Registros de señalamiento de objetos nombrados
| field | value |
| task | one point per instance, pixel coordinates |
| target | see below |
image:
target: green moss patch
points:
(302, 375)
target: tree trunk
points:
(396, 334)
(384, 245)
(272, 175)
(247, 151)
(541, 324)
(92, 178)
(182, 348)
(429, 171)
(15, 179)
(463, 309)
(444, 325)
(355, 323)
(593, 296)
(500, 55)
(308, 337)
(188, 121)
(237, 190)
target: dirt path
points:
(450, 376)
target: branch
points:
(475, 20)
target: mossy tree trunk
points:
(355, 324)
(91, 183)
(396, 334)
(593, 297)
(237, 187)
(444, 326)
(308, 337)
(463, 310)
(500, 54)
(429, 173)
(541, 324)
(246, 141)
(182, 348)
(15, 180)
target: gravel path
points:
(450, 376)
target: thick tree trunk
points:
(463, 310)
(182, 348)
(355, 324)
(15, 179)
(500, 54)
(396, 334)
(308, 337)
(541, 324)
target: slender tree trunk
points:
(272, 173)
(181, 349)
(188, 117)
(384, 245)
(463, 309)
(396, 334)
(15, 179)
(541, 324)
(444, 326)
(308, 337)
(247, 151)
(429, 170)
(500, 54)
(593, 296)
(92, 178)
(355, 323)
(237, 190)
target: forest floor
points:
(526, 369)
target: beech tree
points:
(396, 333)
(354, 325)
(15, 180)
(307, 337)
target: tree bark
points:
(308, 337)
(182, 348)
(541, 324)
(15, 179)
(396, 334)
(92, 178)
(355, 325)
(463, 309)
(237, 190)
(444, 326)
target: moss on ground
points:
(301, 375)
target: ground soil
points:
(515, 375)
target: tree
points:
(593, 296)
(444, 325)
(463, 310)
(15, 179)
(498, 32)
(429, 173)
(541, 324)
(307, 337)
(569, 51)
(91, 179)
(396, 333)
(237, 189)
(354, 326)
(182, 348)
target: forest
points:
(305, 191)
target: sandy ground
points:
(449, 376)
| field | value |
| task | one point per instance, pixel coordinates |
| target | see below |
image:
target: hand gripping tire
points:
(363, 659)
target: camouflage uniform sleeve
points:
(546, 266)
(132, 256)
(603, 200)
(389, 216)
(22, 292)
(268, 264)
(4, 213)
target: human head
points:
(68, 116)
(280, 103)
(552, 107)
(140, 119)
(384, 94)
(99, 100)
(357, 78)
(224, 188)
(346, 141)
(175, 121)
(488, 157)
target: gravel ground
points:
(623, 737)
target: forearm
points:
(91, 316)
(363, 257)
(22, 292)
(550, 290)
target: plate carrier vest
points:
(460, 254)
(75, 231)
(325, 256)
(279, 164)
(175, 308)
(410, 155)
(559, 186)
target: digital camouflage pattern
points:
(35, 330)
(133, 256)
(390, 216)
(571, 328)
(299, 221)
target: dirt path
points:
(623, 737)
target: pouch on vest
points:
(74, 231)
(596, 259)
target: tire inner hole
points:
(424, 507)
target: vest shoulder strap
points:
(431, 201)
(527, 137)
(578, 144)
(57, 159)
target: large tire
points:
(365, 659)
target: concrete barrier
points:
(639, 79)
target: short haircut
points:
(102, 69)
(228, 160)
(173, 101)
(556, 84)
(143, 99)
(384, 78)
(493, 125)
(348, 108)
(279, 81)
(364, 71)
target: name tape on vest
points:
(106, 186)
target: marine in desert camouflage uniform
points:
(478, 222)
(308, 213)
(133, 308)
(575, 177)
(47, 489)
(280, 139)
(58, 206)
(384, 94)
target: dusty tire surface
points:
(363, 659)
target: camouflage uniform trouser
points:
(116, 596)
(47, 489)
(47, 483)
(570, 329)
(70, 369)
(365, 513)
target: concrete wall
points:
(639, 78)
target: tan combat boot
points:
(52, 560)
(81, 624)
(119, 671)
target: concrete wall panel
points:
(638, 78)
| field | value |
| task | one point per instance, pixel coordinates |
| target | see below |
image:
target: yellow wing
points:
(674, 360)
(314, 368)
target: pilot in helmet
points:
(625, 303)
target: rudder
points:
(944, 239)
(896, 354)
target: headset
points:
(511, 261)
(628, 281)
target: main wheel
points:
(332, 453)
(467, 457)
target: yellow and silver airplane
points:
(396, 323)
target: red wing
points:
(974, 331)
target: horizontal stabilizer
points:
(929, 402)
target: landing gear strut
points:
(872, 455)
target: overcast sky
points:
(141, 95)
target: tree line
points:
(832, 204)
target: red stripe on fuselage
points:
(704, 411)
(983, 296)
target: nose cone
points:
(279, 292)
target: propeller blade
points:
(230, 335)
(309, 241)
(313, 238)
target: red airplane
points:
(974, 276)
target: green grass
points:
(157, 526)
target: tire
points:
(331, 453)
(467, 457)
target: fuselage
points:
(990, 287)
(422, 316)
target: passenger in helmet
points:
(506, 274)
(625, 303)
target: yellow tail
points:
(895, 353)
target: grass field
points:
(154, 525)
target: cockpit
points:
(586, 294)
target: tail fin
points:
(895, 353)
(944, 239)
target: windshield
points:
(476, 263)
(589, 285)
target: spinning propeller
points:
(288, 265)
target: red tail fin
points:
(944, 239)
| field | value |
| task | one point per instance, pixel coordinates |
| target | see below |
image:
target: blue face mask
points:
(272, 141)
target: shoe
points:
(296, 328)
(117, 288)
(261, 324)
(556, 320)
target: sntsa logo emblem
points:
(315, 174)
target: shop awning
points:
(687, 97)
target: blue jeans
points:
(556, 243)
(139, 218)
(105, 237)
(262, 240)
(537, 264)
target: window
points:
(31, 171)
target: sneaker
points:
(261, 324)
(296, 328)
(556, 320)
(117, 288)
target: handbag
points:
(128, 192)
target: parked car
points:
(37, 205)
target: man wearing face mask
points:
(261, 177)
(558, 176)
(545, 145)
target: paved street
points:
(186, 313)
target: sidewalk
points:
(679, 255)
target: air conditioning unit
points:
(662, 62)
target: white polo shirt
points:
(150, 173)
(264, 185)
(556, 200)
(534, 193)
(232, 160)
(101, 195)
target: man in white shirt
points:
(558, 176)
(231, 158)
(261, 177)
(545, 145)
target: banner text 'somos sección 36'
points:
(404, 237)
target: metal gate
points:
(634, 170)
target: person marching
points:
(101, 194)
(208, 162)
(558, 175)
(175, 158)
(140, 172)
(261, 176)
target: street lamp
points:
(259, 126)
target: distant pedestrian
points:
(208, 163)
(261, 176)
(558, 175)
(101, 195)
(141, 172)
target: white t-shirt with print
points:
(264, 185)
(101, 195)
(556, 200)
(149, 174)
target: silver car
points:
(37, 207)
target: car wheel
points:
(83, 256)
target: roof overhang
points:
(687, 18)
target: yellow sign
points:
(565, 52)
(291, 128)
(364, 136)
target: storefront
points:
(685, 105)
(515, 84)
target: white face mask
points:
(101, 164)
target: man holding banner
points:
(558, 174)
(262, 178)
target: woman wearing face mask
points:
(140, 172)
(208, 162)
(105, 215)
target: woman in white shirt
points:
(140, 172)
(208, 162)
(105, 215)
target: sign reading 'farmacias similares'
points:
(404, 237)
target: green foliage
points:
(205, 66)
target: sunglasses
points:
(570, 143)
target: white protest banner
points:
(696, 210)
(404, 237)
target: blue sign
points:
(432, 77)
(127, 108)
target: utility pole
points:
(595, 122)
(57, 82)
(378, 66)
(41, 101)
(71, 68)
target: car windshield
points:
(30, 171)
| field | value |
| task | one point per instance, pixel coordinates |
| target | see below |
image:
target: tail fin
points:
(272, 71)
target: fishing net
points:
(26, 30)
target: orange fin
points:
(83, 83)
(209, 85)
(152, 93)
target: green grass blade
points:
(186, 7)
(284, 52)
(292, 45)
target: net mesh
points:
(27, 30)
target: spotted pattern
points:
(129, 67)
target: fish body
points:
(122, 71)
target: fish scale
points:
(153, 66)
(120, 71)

## [Haz esto]
Convierte en una lista JSON de cadenas las líneas de los registros que van desde la que contiene "target: green grass blade" hasta el final, ambos extremos incluidos. Pon una cadena por línea y omite las líneas en blanco.

## [Respuesta del ejercicio]
[
  "target: green grass blade",
  "points:",
  "(186, 7)",
  "(284, 52)",
  "(292, 45)",
  "target: net mesh",
  "points:",
  "(27, 30)",
  "target: spotted pattern",
  "points:",
  "(129, 67)",
  "target: fish body",
  "points:",
  "(122, 71)",
  "target: fish scale",
  "points:",
  "(153, 66)",
  "(120, 71)"
]